## [TRECHO]
::::

Direção: Eliza Hittman
Título Original: Never Rarely Sometimes Always (2020)
Gênero: Drama
Duração: 1h 41min
País: EUA | Reino Unido

Nunca Raramente Às Vezes Sempre Crítica Imagem

A Escolha Enquanto Fato

O primeiro passo para avanços em legislações que garantem emancipação e liberdade das mulheres passa pelo entendimento sobre a vulnerabilidade. Não uma constituição biológica ou moral, mas uma imposição de uma sociedade centrado na figura do homem – que ficcionalmente construiu dogmas de gênero. “Nunca Raramente Às Vezes Sempre” ocupou em 2020 importantes espaços nos circuitos de festivais. O filme dirigido por Eliza Hittman venceu, por exemplo, o Grande Prêmio do Júri do Festival de Berlim de 2020 e foi destaque no Sundance Film Festival. Uma obra que adiciona elementos do debate sobre o aborto, que imaginávamos que estaria desgastado a essa altura do campeonato, mas é um dos grandes pilares de uma polarização ideológica cada vez menos acinzentada.

O longa-metragem conta a história de uma adolescente de dezessete anos, Autumn (Sidney Flanigan), que viaja com a prima Skylar (Talia Ryder) para Nova Iorque já que no seu Estado, a Pensilvânia, apenas em casos autorizados de violência e coação é que a gestação pode ser interrompida – muito parecida com a lei brasileira. Hittman constrói uma obra que une aquela vulnerabilidade já mencionada com outra, inerente aos adolescentes. A protagonista sofre bullying na escola pelo visual e gosto alternativo e não recebe o apoio dos pais para exercer essa autonomia comportamental. Interessante que o prólogo, com uma sequência de apresentações no teatro da escola, usa músicas e roupas que podem se enquadrar ali nos anos 1950, criando uma sensação de atemporalidade à narrativa que se segue – mesmo que todo o andamento seja inafastavelmente contemporâneo.

::::

## [ENTRADAS DO CONJUNTO]
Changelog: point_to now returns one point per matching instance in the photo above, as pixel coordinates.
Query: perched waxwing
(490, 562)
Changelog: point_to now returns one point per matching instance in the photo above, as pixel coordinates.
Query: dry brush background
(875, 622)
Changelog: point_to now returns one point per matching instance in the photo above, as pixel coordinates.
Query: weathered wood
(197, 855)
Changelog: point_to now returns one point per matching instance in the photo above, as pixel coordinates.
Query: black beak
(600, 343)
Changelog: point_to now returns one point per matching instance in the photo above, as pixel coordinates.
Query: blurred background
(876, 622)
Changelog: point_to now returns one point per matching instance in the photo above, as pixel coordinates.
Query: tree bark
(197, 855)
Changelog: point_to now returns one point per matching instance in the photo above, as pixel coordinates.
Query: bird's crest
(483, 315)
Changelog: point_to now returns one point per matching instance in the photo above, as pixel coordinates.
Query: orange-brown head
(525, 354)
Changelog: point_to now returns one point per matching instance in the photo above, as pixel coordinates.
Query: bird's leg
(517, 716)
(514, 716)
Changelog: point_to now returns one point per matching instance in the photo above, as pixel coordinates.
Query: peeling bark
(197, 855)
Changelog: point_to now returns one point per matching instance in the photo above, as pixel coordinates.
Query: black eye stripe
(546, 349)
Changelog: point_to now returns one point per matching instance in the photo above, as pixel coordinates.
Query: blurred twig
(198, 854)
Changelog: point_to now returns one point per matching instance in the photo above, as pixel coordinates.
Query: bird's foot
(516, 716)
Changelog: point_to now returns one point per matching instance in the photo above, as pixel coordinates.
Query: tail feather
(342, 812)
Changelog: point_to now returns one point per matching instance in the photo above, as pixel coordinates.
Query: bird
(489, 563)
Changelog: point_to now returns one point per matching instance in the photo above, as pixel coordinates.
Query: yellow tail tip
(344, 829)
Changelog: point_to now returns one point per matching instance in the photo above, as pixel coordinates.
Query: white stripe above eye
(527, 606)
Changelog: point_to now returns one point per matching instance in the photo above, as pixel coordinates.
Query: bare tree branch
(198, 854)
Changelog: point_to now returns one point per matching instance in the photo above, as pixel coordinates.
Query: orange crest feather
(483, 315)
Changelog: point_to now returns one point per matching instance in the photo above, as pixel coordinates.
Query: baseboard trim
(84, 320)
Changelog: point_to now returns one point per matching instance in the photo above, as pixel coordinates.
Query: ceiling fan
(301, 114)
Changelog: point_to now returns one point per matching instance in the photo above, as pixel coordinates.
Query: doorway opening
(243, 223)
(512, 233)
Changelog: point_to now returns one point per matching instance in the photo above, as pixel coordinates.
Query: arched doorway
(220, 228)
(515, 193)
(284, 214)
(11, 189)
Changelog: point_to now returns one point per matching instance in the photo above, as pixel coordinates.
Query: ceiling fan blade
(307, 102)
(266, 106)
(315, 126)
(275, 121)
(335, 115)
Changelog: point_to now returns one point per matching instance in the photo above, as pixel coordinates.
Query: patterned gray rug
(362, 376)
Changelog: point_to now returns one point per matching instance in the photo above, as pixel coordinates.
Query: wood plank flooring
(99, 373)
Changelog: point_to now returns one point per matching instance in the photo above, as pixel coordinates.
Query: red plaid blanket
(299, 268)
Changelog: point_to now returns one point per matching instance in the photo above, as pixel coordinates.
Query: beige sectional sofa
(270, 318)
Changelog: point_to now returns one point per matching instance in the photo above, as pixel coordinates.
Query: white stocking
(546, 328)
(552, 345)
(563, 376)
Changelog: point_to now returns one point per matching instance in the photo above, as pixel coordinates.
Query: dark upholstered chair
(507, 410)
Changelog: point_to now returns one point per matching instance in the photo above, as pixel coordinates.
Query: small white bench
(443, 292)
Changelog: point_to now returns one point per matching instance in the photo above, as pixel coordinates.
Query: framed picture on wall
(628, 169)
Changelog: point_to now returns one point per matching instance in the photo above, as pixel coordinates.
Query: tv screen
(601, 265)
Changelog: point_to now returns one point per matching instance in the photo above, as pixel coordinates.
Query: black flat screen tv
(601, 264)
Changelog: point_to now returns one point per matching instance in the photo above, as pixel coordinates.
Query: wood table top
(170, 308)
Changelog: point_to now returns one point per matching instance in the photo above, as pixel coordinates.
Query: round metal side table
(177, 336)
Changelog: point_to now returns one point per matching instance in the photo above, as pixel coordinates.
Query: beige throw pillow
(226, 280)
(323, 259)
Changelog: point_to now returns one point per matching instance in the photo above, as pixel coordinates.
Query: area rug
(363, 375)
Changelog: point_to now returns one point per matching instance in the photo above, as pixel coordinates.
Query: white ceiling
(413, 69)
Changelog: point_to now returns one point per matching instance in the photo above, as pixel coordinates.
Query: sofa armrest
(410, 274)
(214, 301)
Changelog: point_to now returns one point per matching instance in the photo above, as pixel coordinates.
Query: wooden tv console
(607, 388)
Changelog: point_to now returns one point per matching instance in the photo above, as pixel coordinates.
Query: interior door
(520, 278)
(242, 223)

::::

## [TAREFA PROPOSTA 1]
Conte quantas linhas das entradas contêm a palavra "orange". Responda somente com o número.
## [TAREFA PROPOSTA 2]
Dê seguimento à crítica do filme "Nunca Raramente Às Vezes Sempre", começando logo após a última frase apresentada.

## [RESPOSTA 1]
2

## [RESPOSTA 2]
No ano de 2007, duas produções tratavam de gravidez, com abordagens e linguagens bem diversas – e “Nunca Raramente Às Vezes Sempre“, curiosamente, parece exercer uma espécie de mediação entre elas. A cineasta foge da estética indie do cinema estadunidense das últimas décadas, uma inocência narrativa que começa a se esgotar e que teve em “Juno” (2007) de Diablo Cody (vencedora do Oscar de roteiro original) um de seus grandes sucessos comerciais. Todavia, bebe um pouco da fonte ultra naturalista de “4 Meses, 3 Semanas e 2 Dias” (2007) – vencedor da Palma de Ouro em Cannes. Não se vale tanto do choque quando a narrativa assim pede, mas tem uma mesma intenção de transitar.

Com isso, Hittman usa pouco o som não diegético. Por sinal, deixa para a segunda metade esse expediente, quando há certa aventura na ocupação do território urbano por Autumn e Skylar. Antes disso, a diretora apela muitas vezes para o silêncio como elemento. Essa opção de linguagem dá uma grande potência ao que acontece com vinte minutos de filme: o som do coração do bebê. No mais, a personagem de Sidney Flanigan pouco verbaliza por dois motivos: por mais ajuda que receba, aquela luta é solitária; e também há certa desolação pelo testemunho de novas reproduções de uma sociedade misógina. Sua prima – e em algumas cenas ela mesma – registram novas abordagens invasivas, abusivas e machistas a todo instante.

Debater aborto é importante, no longo prazo, para o bem da saúde mental de uma sociedade. A resistência sempre será proporcional à opressão. Ano passado, quando escrevemos sobre “Deus” (2019), documentário chileno que traz as manifestações de grupos feministas quando da visita do Papa Francisco ao país, lembramos que a força daquele movimento tem como um dos fatos geradores a rígida legislação sobre o tema, mantida desde a época da ditadura de Augusto Pinochet. Os Estados Unidos dão autonomia aos seus Estados para terem suas próprias leis e, de certa maneira, essas diferenças dentro do mesmo território contribuem para o exercício de algumas liberdades individuais.

Aqui no Brasil a negação do debate não nos faz apenas perder tempo – e sim caminharmos aos extremos. Dezenas de países descriminalizaram ou legalizaram o aborto (com todas as diferenças e nuances que essas palavras representam). Há poucos dias, foi a Argentina. Enquanto isso, provocamos pouco o intercâmbio de argumentos, o tema segue com forte sensação de tabu.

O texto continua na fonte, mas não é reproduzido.